— BEGIN Material for the task —
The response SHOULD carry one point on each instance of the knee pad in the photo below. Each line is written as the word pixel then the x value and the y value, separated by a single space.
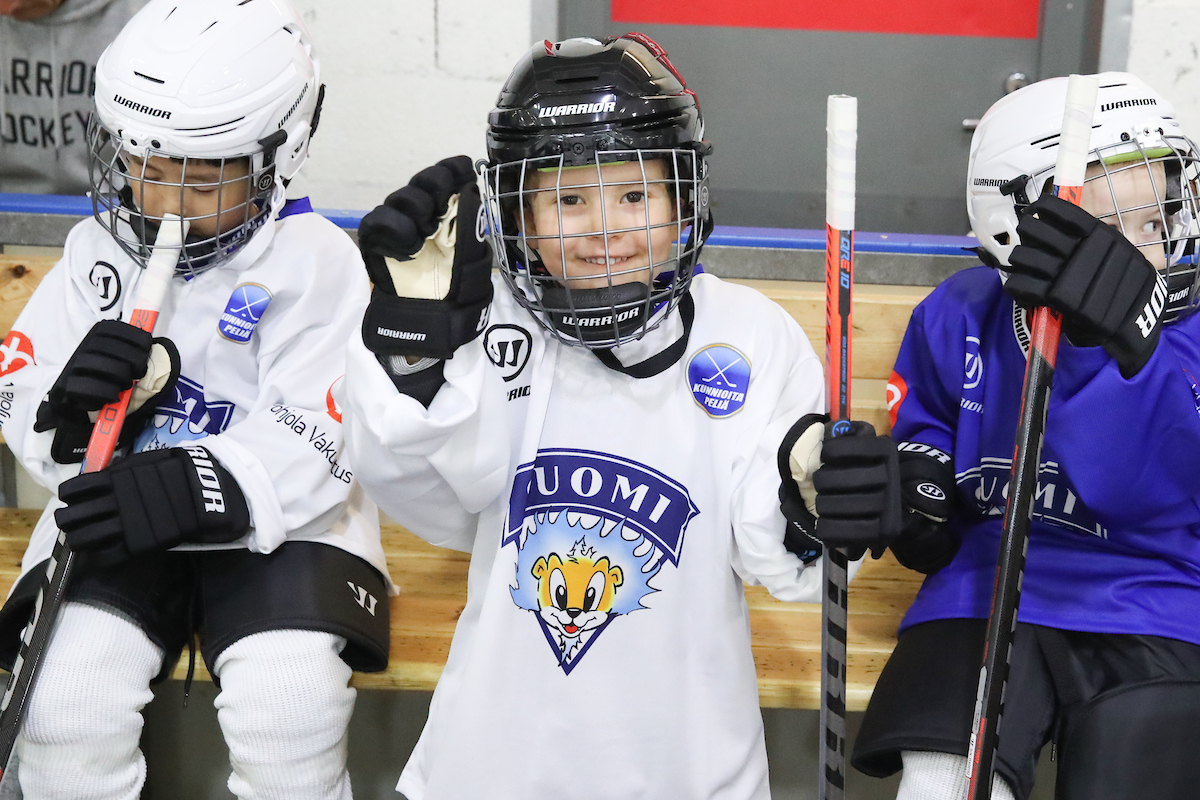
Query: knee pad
pixel 285 708
pixel 1131 743
pixel 79 737
pixel 941 776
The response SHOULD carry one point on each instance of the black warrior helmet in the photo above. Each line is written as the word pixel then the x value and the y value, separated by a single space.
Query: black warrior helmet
pixel 595 187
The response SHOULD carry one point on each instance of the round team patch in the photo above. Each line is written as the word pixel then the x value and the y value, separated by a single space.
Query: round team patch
pixel 243 312
pixel 719 377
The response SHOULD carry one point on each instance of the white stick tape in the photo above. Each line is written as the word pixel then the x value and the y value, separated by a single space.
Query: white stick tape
pixel 168 248
pixel 841 131
pixel 1077 131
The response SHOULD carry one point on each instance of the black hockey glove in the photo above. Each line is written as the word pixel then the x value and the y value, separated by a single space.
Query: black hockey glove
— END Material for the task —
What the exercise asks: Rewrite all of the data above, changing "SHOULD" to "MUST" everywhere it appears and leaving every other word as it is. Omit the pictures from your answer.

Problem solution:
The response MUST carry one point on each instance of the knee pad in the photo below. Each line is written as the word pixel then the x value and the y value, separated by a single space.
Query: knee pad
pixel 285 708
pixel 1131 743
pixel 79 737
pixel 941 776
The response MUST carry one point on each instance of the black warrior helmet in the photo above. Each line is written as the word pixel then the x value and the y value, separated by a single space.
Query: black warrior helmet
pixel 595 187
The response MUST carry one point on each instance of the round team patch in the photo above. Each line is written as the word pixel then the x value and the y value, separated by a single space.
Query: round team patch
pixel 243 312
pixel 719 377
The response MUST carry one point on each instance of the white stick tape in the photo above. Each line is written as the word pixel then the x value and the y value, separated by a single space.
Query: white stick tape
pixel 168 248
pixel 841 131
pixel 1077 131
The response MUST carry one point on each instance of the black hockey glove in the photo above. Each line is written as the word pixel then the x value and the y value, separated by a single space.
Query: black hockey glove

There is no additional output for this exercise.